* Extract provided
A Texas A&M University geography student starts discussing her research on rip currents by describing a day at the beach - and Michael Phelps' swimming speeds.
The three-minute presentation is not intended for her fellow scientists. Instead, she's hoping to distill down her research – for example, by comparing the speed of a rip current to how fast the Olympian can swim – so that anyone can understand it.
"I'm able to calculate daily maps of potential rip current locations," said the student, Sarah Trimble, at a competition in which students explain their work for outsiders. "The National Weather Service may soon be able to offer you a map of predicted locations of rip currents and their strengths…and just by chance, it may say across the bottom, brought to you by research from Texas A&M."
Houston and Texas universities have long invested in research in science, technology, engineering and mathematics. But a new push on these campuses encourages faculty and students to better communicate their findings. The push comes amid surveys showing eroding Republican support for higher education and a social climate that casts academics as elitist and out of touch.
Workshops, classes and conferences at Texas colleges and universities encourage STEM researchers to ditch technical or complicated jargon so broader audiences can understand the importance of what they do.
"We haven't done a really good job in communicating why it's important for your taxes to fund this research," said Carolyn Nichol, who directs Rice University's office of STEM Engagement. "(Research is) going to help you be healthy, or have a faster phone or have clean drinking water. The pace of research is accelerating, but I think showing that the research really matters is something that scientists may have not thought about in the past."
Trimble, who studied rip currents at A&M before graduating late last year, said there's a more basic motivator.
"If I am given this awesome opportunity in my career, I want to make sure it's going to be used by someone, somewhere, somehow," she said. "If I'm going to pour in hours and years and lots of sweat and tears, when I finally find an answer or move closer to finding an answer, I want to communicate (it)."

* Records supplied
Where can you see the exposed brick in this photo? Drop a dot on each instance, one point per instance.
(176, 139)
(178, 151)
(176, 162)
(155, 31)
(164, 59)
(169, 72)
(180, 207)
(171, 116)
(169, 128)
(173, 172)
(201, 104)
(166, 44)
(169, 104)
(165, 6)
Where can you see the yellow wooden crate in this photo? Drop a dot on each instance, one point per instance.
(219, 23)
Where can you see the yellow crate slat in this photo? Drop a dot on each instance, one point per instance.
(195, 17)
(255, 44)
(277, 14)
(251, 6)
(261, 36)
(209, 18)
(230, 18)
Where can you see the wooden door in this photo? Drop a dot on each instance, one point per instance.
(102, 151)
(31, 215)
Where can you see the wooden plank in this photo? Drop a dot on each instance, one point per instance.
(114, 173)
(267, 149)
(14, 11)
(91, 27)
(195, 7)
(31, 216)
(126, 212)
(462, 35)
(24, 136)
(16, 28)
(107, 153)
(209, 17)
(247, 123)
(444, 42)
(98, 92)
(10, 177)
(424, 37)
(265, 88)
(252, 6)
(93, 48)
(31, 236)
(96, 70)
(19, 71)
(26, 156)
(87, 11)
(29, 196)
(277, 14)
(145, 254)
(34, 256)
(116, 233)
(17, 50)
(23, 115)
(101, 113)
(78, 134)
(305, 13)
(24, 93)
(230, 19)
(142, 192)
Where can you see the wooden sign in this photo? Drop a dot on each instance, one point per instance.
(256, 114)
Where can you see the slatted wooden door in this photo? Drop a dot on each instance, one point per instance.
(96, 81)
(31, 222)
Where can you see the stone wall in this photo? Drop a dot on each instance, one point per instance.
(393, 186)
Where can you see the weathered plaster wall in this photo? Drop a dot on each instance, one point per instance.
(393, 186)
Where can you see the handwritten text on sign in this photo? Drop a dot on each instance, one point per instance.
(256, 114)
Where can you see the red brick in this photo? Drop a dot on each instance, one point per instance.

* Exercise
Using the article on Texas universities urging researchers to explain their work plainly, decide whether each statement agrees with it: (a) Sarah Trimble's presentation lasts three minutes; (b) Carolyn Nichol directs Texas A&M's office of STEM Engagement; (c) Trimble finished at A&M late last year. For each, answer yes or no and quote the deciding words of the article. The data plays no part in this work.

* Output for this exercise
(a) Yes: "The three-minute presentation is not intended for her fellow scientists."
(b) No: "Carolyn Nichol, who directs Rice University's office of STEM Engagement"
(c) Yes: "Trimble, who studied rip currents at A&M before graduating late last year"